*AVAILABLE RECORDS*
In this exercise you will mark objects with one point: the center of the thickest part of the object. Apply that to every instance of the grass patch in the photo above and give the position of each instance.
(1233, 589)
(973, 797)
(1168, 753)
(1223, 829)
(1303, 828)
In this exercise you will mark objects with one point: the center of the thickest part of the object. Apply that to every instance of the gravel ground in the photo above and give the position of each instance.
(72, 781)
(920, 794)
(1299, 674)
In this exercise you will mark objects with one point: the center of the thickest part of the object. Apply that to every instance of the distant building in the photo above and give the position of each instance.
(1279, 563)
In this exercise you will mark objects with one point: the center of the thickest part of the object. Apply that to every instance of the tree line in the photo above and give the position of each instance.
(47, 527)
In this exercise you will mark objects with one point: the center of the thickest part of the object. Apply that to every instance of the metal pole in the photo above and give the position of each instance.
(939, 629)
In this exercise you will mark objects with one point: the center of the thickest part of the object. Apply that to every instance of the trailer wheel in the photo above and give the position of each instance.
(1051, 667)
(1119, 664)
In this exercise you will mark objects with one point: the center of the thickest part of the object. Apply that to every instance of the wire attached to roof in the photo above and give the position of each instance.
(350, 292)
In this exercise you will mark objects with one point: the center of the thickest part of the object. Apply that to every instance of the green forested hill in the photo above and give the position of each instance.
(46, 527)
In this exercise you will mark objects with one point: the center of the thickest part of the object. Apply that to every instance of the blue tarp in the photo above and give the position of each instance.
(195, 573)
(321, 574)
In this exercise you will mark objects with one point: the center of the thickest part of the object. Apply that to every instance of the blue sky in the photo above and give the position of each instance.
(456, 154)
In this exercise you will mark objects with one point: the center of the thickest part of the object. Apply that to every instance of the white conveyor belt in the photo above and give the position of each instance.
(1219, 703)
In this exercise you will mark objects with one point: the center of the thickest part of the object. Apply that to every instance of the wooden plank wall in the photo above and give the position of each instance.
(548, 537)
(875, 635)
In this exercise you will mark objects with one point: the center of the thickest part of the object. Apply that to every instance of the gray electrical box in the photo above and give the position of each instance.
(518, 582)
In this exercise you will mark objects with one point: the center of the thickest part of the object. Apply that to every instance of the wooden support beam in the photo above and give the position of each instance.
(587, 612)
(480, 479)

*SET TASK*
Reproduce every one of the records above word for word, keeping each line as it stands.

*EXERCISE SOLUTION*
In this exercise you will mark objects with one point: the center of the thickest part of the object. Apply that to every instance of the grass patch in the photo above and give the position of each instance.
(1233, 589)
(973, 797)
(1168, 753)
(1223, 829)
(1303, 828)
In this exercise you will mark objects with one point: the center of the thickest part of the object. Apply that to every instance of the gravel ground in the photo above and give the position of each instance.
(72, 781)
(920, 794)
(1299, 674)
In this exercise you will mark objects with one point: the center of the thickest part of the object. Apply that to every instance of the distant building in the photo above and give the position of each instance.
(1279, 563)
In this exercise you will mark objects with one point: the center of the thickest part of the object. Apply that to every instance of the tree line in the photo above and give the position of each instance.
(47, 527)
In this exercise you will mark objects with one point: the center of the thickest part of the object. Apply that to every instance of the metal pole in the photo above and give the position of each instance.
(939, 629)
In this exercise you will mark objects with one point: the center of the thickest part of the object. Apply that to every instance of the trailer wheel in the photo above and give the position of each instance.
(1051, 667)
(1119, 664)
In this exercise you will mark objects with one point: the center of the thickest part of the object. Apply that to every instance of the wire attached to roof in the photo above and give the position of each instance.
(350, 292)
In this exercise you will mark objects with one point: the center of the thickest part of the object. Apply that to every instance of the green forested hill in the photo above and give the position of each instance.
(46, 527)
In this exercise you will mark objects with one point: the center of the thickest part of the object. Apply that to every instance of the blue tarp in the photo above and give the position of each instance.
(195, 573)
(321, 574)
In this exercise you will mark objects with one point: the center of the thickest part of the object. Apply that to every instance of the blue sky in the photo above and give the position of each instance.
(456, 154)
In this exercise you will mark objects with one point: the center of the thickest part of the object. Apply that to every instance of the white conveyor belt in the photo above and give the position of each instance.
(1219, 703)
In this exercise you will mark objects with one point: the center of the thickest part of the object. Apply that to every instance of the wooden plank wall in the photo above and give the position of each instance.
(548, 537)
(875, 635)
In this exercise you will mark objects with one point: the center of the thickest part of the object. Apply that to every instance of the gray electrical box in the photo above and give the position of each instance.
(518, 582)
In this exercise you will mark objects with one point: the center of the thickest part of the object. Apply that to every instance of the wooden support beam in the photo above and give the position of each instance.
(587, 612)
(480, 479)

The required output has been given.